Set task. Render the records as a two-column CSV with the columns "prompt" and "points", one row per record holding its text and its answer, each in a single quoted field with line breaks replaced by spaces and the pictures omitted. Begin at the line that contains "In this exercise you will locate the brown" and stop after the line that contains "point(454, 67)".

Dataset content.
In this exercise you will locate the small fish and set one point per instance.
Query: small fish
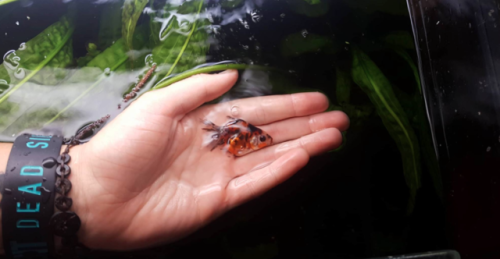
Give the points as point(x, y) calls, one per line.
point(238, 136)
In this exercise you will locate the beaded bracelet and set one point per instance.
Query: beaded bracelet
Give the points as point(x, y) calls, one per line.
point(66, 223)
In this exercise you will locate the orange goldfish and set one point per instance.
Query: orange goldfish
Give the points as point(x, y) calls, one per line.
point(238, 136)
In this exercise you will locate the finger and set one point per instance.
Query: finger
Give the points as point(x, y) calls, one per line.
point(296, 127)
point(254, 184)
point(314, 144)
point(268, 109)
point(187, 95)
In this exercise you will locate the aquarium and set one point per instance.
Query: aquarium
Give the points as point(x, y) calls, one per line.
point(68, 63)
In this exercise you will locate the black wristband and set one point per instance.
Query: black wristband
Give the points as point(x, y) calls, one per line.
point(28, 196)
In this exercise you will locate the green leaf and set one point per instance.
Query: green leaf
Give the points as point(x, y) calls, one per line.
point(402, 39)
point(229, 4)
point(297, 44)
point(183, 40)
point(343, 87)
point(208, 69)
point(368, 76)
point(49, 50)
point(311, 8)
point(92, 52)
point(112, 59)
point(110, 29)
point(132, 10)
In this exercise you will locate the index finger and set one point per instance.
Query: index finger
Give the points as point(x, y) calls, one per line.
point(268, 109)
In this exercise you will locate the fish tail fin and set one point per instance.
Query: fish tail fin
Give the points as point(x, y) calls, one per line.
point(210, 126)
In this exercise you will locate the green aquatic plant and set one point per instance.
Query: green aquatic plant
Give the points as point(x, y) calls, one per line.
point(378, 88)
point(179, 48)
point(132, 9)
point(177, 38)
point(51, 49)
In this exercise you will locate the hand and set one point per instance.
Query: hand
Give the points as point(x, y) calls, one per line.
point(148, 178)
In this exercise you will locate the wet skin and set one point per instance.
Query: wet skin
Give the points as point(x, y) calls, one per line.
point(147, 177)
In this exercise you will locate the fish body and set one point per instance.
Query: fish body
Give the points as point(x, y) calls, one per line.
point(238, 137)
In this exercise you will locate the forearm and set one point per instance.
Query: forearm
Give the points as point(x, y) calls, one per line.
point(4, 156)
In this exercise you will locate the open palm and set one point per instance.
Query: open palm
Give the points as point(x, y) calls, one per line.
point(148, 176)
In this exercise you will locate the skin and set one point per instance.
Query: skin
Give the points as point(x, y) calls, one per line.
point(147, 177)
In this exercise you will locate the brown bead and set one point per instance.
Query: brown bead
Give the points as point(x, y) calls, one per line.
point(63, 185)
point(63, 170)
point(63, 158)
point(65, 224)
point(64, 203)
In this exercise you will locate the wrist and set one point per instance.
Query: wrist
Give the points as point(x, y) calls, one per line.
point(78, 189)
point(76, 192)
point(4, 157)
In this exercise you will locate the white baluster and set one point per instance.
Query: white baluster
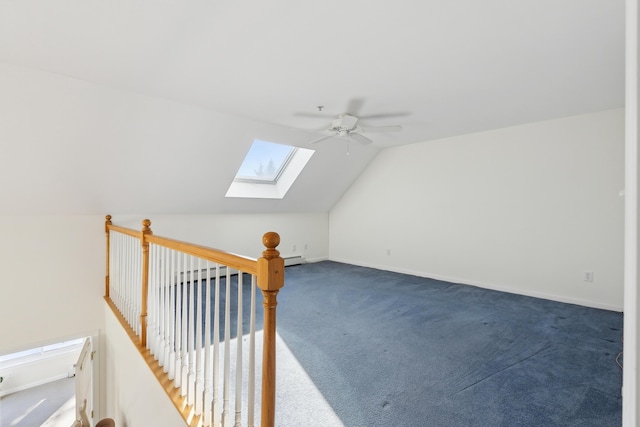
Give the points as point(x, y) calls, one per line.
point(239, 355)
point(152, 290)
point(192, 334)
point(172, 315)
point(185, 328)
point(168, 316)
point(226, 416)
point(208, 361)
point(179, 286)
point(217, 410)
point(199, 356)
point(252, 356)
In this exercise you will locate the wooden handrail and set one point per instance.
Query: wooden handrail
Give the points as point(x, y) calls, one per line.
point(238, 262)
point(269, 270)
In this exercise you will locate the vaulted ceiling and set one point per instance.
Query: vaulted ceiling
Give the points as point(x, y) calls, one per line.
point(131, 106)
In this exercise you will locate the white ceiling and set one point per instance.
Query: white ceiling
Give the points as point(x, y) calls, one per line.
point(454, 67)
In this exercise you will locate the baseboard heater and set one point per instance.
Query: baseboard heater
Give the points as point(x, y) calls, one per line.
point(202, 274)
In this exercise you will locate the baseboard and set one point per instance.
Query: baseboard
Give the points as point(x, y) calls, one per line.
point(491, 286)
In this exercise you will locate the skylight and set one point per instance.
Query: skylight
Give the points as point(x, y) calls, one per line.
point(268, 170)
point(264, 162)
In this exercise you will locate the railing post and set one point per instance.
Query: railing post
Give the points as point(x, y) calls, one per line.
point(270, 280)
point(145, 280)
point(107, 223)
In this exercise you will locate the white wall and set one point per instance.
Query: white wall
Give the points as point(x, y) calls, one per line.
point(34, 370)
point(242, 233)
point(51, 279)
point(526, 209)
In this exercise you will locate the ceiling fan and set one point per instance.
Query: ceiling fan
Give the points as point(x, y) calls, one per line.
point(346, 125)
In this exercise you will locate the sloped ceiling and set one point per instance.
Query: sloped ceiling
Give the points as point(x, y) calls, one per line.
point(131, 106)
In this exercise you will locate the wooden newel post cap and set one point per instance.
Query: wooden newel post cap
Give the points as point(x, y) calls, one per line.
point(271, 240)
point(270, 266)
point(146, 224)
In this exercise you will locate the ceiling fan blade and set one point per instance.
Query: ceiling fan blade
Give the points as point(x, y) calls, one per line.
point(360, 138)
point(385, 115)
point(381, 128)
point(322, 138)
point(354, 106)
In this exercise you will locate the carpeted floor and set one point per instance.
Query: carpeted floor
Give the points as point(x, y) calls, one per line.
point(386, 349)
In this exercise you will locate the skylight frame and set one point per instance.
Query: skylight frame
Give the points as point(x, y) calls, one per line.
point(271, 188)
point(276, 176)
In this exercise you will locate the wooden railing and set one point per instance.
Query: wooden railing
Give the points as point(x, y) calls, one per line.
point(162, 290)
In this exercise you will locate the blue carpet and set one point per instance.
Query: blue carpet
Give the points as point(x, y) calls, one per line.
point(388, 349)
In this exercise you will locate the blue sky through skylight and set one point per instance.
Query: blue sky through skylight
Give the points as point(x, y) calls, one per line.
point(264, 161)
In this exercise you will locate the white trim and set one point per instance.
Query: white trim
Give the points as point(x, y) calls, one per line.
point(491, 286)
point(630, 361)
point(27, 386)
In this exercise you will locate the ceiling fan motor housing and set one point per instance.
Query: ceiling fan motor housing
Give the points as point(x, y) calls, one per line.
point(345, 122)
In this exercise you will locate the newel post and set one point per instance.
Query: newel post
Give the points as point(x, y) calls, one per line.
point(107, 223)
point(145, 280)
point(270, 280)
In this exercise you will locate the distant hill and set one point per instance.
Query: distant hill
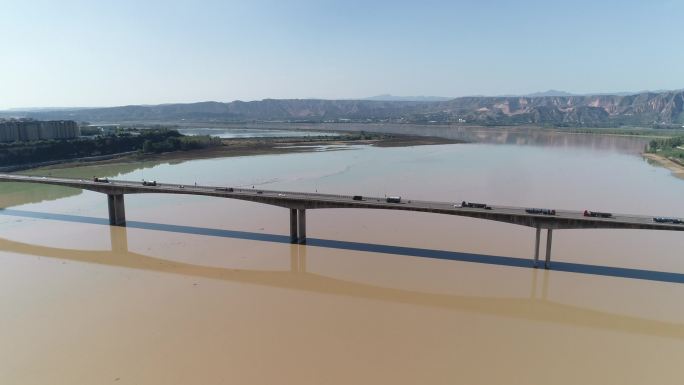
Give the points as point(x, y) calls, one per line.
point(560, 110)
point(549, 93)
point(390, 98)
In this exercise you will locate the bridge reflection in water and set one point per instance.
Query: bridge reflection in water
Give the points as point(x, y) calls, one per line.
point(536, 307)
point(607, 271)
point(298, 203)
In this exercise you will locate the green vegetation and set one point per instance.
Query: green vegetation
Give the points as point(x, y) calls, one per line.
point(143, 140)
point(671, 148)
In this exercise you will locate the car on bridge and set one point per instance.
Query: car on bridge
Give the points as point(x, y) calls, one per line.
point(599, 214)
point(473, 205)
point(675, 221)
point(541, 211)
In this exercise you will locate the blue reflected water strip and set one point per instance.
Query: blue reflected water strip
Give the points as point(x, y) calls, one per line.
point(580, 268)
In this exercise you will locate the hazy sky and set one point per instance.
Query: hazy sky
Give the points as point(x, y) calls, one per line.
point(102, 53)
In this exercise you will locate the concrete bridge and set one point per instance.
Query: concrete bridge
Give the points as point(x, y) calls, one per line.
point(298, 202)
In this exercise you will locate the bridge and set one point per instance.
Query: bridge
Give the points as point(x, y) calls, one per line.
point(298, 202)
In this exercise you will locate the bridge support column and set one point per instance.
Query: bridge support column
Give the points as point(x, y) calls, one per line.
point(117, 212)
point(536, 247)
point(301, 223)
point(293, 225)
point(549, 237)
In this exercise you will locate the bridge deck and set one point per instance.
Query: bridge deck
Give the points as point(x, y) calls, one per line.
point(564, 219)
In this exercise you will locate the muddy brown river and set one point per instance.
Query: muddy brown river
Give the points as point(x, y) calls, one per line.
point(200, 290)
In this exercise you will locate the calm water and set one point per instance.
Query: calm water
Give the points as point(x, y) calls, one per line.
point(202, 290)
point(252, 133)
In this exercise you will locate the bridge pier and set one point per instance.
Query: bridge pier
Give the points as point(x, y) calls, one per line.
point(301, 224)
point(536, 247)
point(549, 236)
point(117, 212)
point(293, 225)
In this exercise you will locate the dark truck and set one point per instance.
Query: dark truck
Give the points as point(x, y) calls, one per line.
point(597, 214)
point(675, 221)
point(541, 211)
point(474, 205)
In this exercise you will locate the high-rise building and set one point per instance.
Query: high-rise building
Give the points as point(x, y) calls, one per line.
point(25, 130)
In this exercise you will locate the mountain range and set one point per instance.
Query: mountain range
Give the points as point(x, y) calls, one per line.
point(549, 108)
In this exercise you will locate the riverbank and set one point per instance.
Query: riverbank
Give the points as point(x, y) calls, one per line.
point(257, 146)
point(676, 167)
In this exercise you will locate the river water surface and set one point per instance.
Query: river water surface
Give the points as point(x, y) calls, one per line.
point(208, 291)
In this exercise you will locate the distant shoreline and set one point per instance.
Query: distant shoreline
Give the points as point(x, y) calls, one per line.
point(248, 147)
point(674, 166)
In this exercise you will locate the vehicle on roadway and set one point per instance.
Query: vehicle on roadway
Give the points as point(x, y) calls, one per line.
point(474, 205)
point(598, 214)
point(675, 221)
point(541, 211)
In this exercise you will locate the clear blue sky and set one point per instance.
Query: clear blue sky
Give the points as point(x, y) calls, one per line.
point(97, 53)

Worked answer.
prompt,points
"In this exercise you will locate the brown bead and set one point per instance. Query: brown bead Give the points as point(x, y) calls, one per line.","point(63, 185) point(63, 170) point(63, 158) point(65, 224) point(64, 203)"
"In this exercise you will locate the wrist and set one point per instance. Query: wrist Give the points as point(x, y) calls, one per line.","point(78, 189) point(76, 192) point(4, 157)"
"In this exercise you will locate the white baluster and set one point per instance. Query: white baluster Give the points as point(x, y) calls, one per line.","point(239, 355) point(152, 290) point(192, 334) point(172, 315) point(185, 328) point(168, 316) point(226, 416) point(208, 361) point(179, 286) point(217, 410) point(199, 356) point(252, 356)"
"In this exercise you will locate the wooden handrail and set one point per instance. Query: wooden handrail Give the points as point(x, y) calls, one per line.","point(238, 262) point(269, 270)"
"In this exercise you will locate the vaulted ceiling and set one point per instance. Query: vaulted ceiling Give the points as point(x, y) calls, one per line.","point(131, 106)"
"In this exercise you will locate the white ceiling and set one point per instance. Query: white ceiling Give the points as point(x, y) calls, one per line.","point(454, 67)"